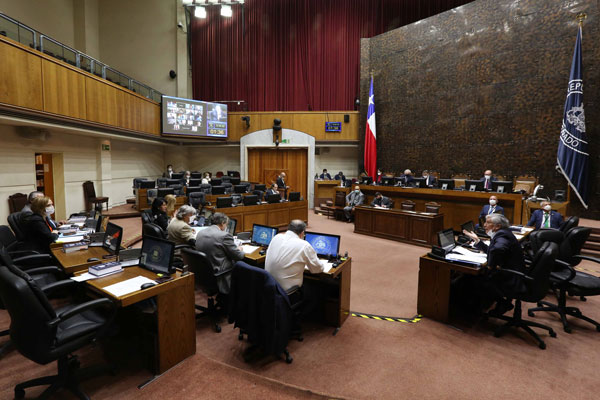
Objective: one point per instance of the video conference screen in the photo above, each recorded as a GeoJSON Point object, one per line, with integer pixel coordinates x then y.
--
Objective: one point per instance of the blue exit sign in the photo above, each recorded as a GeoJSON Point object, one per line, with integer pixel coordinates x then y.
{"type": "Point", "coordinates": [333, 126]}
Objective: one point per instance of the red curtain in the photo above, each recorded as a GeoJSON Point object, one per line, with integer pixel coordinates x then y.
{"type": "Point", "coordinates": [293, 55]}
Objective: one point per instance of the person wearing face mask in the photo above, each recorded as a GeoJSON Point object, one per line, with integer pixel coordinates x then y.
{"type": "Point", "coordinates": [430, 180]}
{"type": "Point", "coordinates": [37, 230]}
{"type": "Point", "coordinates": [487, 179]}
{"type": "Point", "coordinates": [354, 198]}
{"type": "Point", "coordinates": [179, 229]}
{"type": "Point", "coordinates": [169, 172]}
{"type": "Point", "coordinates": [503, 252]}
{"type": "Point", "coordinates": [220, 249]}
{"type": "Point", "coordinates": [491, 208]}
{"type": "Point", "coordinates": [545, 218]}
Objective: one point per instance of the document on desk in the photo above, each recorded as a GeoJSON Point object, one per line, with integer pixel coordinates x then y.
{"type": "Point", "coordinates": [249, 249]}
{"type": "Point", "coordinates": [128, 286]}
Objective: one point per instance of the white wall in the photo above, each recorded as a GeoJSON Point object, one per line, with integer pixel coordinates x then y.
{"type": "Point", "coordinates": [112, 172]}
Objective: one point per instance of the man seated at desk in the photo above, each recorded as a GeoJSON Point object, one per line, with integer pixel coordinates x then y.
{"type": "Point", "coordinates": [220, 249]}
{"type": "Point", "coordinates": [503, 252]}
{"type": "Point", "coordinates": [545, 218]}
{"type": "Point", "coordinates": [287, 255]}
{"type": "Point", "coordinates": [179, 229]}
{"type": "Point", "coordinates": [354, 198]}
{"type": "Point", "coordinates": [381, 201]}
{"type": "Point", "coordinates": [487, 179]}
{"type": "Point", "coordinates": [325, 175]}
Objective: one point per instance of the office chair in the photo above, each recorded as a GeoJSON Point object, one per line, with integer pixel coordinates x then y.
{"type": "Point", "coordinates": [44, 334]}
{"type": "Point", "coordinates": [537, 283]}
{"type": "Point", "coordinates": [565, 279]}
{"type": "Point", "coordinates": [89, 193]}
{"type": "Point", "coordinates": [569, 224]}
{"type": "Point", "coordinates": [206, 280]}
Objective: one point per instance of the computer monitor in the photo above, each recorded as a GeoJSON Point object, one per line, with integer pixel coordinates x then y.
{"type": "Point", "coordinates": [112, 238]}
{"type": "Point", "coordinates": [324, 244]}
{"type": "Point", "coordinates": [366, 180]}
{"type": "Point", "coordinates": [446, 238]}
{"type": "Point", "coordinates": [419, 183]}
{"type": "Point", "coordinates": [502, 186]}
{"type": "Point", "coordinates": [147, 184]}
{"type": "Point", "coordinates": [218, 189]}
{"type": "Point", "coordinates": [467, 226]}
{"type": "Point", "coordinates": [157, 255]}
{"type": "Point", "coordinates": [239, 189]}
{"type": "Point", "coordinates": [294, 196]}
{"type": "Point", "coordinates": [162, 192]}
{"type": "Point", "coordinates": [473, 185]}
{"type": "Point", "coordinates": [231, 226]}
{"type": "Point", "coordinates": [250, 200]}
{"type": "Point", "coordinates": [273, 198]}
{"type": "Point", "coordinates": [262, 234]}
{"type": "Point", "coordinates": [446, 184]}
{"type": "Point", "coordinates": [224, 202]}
==
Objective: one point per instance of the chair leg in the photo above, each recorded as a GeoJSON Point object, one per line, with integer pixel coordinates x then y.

EXERCISE — Collect every line above that contains the string "video", copying each one in full. Count a match only when the case is the same.

ANSWER —
Objective: one point per instance of the video conference screen in the photo above, each recorded as a GeoJSON Point object, one per line, with integer pixel coordinates x then y.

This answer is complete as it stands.